L'En-Dehors (, The Outside) is a French individualist anarchist newspaper, created by Zo d'Axa in 1891.

History
Numerous activists contributed to the paper, including Jean Grave, Bernard Lazare, Albert Libertad, Octave Mirbeau, Saint-Pol-Roux, Tristan Bernard, Georges Darien, Lucien Descaves, Sébastien Faure, Félix Fénéon, Émile Henry, Camille Mauclair, Émile Verhaeren, and Adolphe Tabarant. 

When Ravachol was arrested, Zo d'Axa proposed his help to the family and was also arrested. The paper was targeted by the Trial of the Thirty, a show trial of anarchists in France in 1894.

In 1922, the second En-Dehors was published by Émile Armand, whose real name was Ernest Juin. Armand promoted individual freedom, feminism (Emma Goldman), free love and anarchism. Because of World War II, the publication of the En-Dehors was stopped in October 1939.

What is asked
**1.** Answer these questions from the passage on L'En-Dehors.
(a) Who created the newspaper, and in what year?
(b) What was Émile Armand's real name?
(c) In what month and year was publication stopped?
**2.** Write what follows next in the passage on L'En-Dehors, picking up after its final sentence.
The material after this passage comes from a separate source.

Data extract
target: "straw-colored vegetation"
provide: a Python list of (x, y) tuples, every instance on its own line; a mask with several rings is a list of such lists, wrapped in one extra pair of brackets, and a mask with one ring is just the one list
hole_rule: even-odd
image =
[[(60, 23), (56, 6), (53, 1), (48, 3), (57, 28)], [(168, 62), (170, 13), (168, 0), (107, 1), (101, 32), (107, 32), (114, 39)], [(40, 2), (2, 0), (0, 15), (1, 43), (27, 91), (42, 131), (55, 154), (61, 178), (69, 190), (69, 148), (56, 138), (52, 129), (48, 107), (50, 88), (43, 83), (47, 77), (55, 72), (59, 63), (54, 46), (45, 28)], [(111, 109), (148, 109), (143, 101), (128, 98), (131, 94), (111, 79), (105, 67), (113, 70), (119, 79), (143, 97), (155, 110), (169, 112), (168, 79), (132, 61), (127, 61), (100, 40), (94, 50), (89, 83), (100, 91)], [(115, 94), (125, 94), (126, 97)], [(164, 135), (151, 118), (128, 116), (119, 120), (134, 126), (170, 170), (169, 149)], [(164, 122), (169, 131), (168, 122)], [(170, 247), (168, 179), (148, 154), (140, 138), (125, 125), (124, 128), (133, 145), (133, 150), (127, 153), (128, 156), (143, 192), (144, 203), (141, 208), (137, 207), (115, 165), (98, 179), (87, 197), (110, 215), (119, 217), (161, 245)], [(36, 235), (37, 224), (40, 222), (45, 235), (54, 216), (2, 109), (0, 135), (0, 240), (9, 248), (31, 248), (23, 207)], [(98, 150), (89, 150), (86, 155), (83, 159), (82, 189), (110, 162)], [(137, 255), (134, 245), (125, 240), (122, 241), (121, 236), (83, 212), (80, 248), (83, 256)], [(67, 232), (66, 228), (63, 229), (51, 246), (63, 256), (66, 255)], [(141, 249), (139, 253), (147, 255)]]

Answers below
**1.**
(a) Zo d'Axa, in 1891.
(b) Ernest Juin.
(c) October 1939.

**2.**
In 2002, as an anarchist, Libertad organized a new version of the En-Dehors, collaborating with Green Anarchy and including several contributors, such as Lawrence Jarach, Patrick Mignard, Thierry Lodé, Ron Sakolsky, and Thomas Slut. Numerous articles about capitalism, human rights, free love and social fights were published. The En-Dehors continues now as a website, EnDehors.net.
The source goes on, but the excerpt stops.